By contrast, all of the responsory verses in the Livinus office are new.
All three
offices use
common differentie. Each uses only one differentia per mode, an economy
especially noticeable in the mode one chants and certainly not found
frequently.
The
evidence presented
so far does align the offices roughly with the dates of their Vitae.
The Bavo
office appears older than the rest. The Landoald office needed to be
prepared
quickly and seems not to have undergone changes. The Livinus office
shares characteristics
with later historie, such as the newly-composed responsory
verses.
Why is
the Landoald
office the most internally consistent? Was the composer taking the
easiest
route, or have we the deliberate symmetry of a master composer? A
closer look
at the music shows it to be remarkable in several respects. It relies
on
repetition, either as musical rhyme, re-use of the same formula, or as
varied
presentation of the same phrase. It also includes many almost entirely
syllabic
antiphons and leaves an impression of extreme economy of gesture.
Immediately striking in
the manuscript are the virtually identical intonations of the
Magnificat
antiphon of first Vespers, the Invitatory antiphon of Matins and the
first
antiphon of Matins. All occupy strategic places in the office at the
end of
second Vespers or beginning of Matins, but would have been separated by
other
chants and texts in performance. The symmetry is in fact only visual,
since
these are the first three chants to be given in full in the manuscript
Ghent
488 (see handout, p. 5).
Audible
is musical rhyme
and repetition, which is found in several chants. In the invitatory,
very
similar but not identical cadences occur at 'Christo' and 'prefultem'
(the last
word), and a similar rise of a fourth comes at 'regi qui' and 'te
regni',
perhaps recognition of the similar sound of these words. In Matins
antiphon
three, the two words 'apostolicis' and 'evangelicis'
share their
last four pitches and neumation. In Matins responsory one, the phrase
'nobiliter mundo natus' is the source of musical inspiration for the
following
phrase 'nobilius celo renatus', which opens with the same six notes and
then
moves in directions opposed to those of the preceding phrase. The
melodic
content of Matins antiphon 8 (A2 of N2) refers back to the intonation:
its form
is A B A' A'' B C A'''. M-N2-A5 divides into two almost identical
halves: its
form is A B B' B C D / A B' B C D. M-N2-R1 is similarly repetitive,
with the
form A[intonation] B B. M-N2-R2 begins with four short phrases opening
with
c'd'e' then an A B A C pattern. M-N2-R3 is similar with an intonation,
then
three short phrases with the same opening, then A B A' C with a final
cadence
developing the material of the short phrases. Apart from musical rhyme
at
'aperuit' and 'produxit', there is much less repetition in M-N2-R4. The
first
responsory of the third nocturn, Preciosus Domino, assigns the
same
cadences to 'ambulavit' and 'intuit', but there is no strict
repetition. In
M-N3-R3, Divinis ergo, the figure at 'attonitus miraculis'
reappears at
the final cadence. In M-N3-R4, Gaude desiderator, there is no
literal
repetition, but just before the cadence, a long phrase repeats again
and again
the recitational pattern of pes then punctum. In the first antiphon of
Lauds,
the intonation is followed by two long phrases ending with the same
cadence.

--------

# [Using the information]
**A.** From the passage on the three offices, transcribe the part that opens with the words containing "Immediately striking in" and closes with "handout, p. 5).".
**B.** In the passage on the three offices, which office is said to appear older than the rest?
Rely solely on the passage on the three offices for the answers.

# [Exercise data]
--------

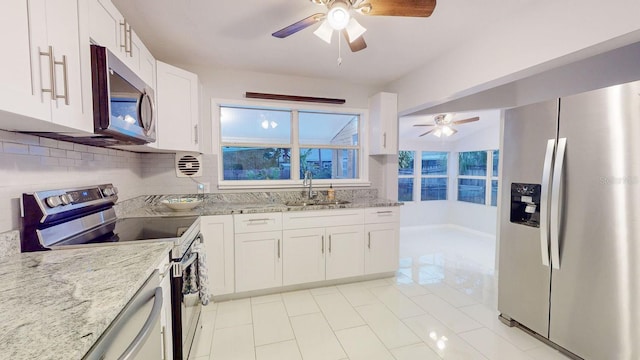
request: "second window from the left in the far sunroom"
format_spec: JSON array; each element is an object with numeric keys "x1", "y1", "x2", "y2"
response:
[{"x1": 420, "y1": 151, "x2": 449, "y2": 201}]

--------

# [Answers to this exercise]
**A.**
Immediately striking in
the manuscript are the virtually identical intonations of the
Magnificat
antiphon of first Vespers, the Invitatory antiphon of Matins and the
first
antiphon of Matins. All occupy strategic places in the office at the
end of
second Vespers or beginning of Matins, but would have been separated by
other
chants and texts in performance. The symmetry is in fact only visual,
since
these are the first three chants to be given in full in the manuscript
Ghent
488 (see handout, p. 5).

**B.** The Bavo office.